[Opening Text passage section]

Supplementary Material (public)

BGC3045s1.zip
(Supplementary material), 5MB

Citation

Thum, T., Caldararu, S., Engel, J., Kern, M., Pallandt, M., Schnur, R., et al. (2019). A new terrestrial biosphere model with coupled carbon, nitrogen, and phosphorus cycles (QUINCY v1.0; revision 1772). Geoscientific Model Development, 12(11), 4781-4802. doi:10.5194/gmd-12-4781-2019.


Cite as: http://hdl.handle.net/21.11116/0000-0003-4B9B-B
Abstract
The dynamics of terrestrial ecosystems are shaped by the coupled cycles of carbon, nitrogen and phosphorus, and strongly depend on the availability of water and energy. These interactions shape future terrestrial biosphere responses to global change. Many process-based models of the terrestrial biosphere have been gradually extended from considering carbon-water interactions to also including nitrogen, and later, phosphorus dynamics. This evolutionary model development has hindered full integration of these biogeochemical cycles and the feedbacks amongst them. Here we present a new terrestrial ecosystem model QUINCY (QUantifying Interactions between terrestrial Nutrient CYcles and the climate system), which is formulated around a consistent representation of element cycling in terrestrial ecosystems. This new model includes i) a representation of plant growth which separates source (e.g. photosynthesis) and sink (growth rate of individual tissues, constrained by nutrients, temperature, and water availability) processes; ii) the acclimation of many ecophysiological processes to meteorological conditions and/or nutrient availabilities; iii) an explicit representation of vertical soil processes to separate litter and soil organic matter dynamics; iv) a range of new diagnostics (leaf chlorophyll content; 13C, 14C, and 15N isotope tracers) to allow for a more in-depth model evaluation. We present the model structure and provide an assessment of its performance against a range of observations from global-scale ecosystem monitoring networks. We demonstrate that the framework is capable of consistently simulating ecosystem dynamics across a large gradient in climate and soil conditions, as well as across different plant functional types. To aid this understanding we provide an assessment of the model's sensitivity to its parameterisation and the associated uncertainty.

[Closing Text passage section]

**Work order A:** From the citation on the QUINCY page, list every author surname it names.
**Work order B:** Copy the QUINCY page between "BGC3045s1.zip" and "12(11), 4781-4802. doi:10.5194/gmd-12-4781-2019.", inclusive, and swap "terrestrial biosphere" for "land surface".

[Opening Exercise data section]

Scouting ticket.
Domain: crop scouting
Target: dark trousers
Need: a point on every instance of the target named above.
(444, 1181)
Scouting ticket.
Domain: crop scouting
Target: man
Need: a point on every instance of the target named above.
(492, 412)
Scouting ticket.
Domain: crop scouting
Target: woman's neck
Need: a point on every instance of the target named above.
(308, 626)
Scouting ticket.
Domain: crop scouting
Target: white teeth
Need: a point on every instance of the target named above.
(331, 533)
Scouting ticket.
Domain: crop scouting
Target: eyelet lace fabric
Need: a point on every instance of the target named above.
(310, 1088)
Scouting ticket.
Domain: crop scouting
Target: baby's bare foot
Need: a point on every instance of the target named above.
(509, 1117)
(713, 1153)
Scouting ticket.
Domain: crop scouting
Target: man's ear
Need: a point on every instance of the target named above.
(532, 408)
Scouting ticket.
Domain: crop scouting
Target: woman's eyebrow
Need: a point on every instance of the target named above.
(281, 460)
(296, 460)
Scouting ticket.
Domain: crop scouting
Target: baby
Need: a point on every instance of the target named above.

[Closing Exercise data section]

**Written solution A:** Thum, Caldararu, Engel, Kern, Pallandt, Schnur

**Written solution B:**
BGC3045s1.zip
(Supplementary material), 5MB

Citation

Thum, T., Caldararu, S., Engel, J., Kern, M., Pallandt, M., Schnur, R., et al. (2019). A new land surface model with coupled carbon, nitrogen, and phosphorus cycles (QUINCY v1.0; revision 1772). Geoscientific Model Development, 12(11), 4781-4802. doi:10.5194/gmd-12-4781-2019.